Top of Extracted information

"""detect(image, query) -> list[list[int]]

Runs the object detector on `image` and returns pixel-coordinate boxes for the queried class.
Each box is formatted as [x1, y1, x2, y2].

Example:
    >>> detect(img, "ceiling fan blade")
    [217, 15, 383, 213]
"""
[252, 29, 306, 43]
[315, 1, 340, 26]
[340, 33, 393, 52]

Bottom of Extracted information

### Your goal
Take the entries above and set them all down again exactly as they read.

### Exercise solution
"""detect(image, query) -> list[list[int]]

Runs the object detector on `image` and returns pixel-coordinate boxes for the queried class.
Each box is formatted as [x1, y1, x2, y2].

Example:
    >>> detect(img, "ceiling fan blade")
    [217, 15, 383, 213]
"""
[252, 29, 306, 43]
[315, 1, 340, 26]
[340, 33, 393, 52]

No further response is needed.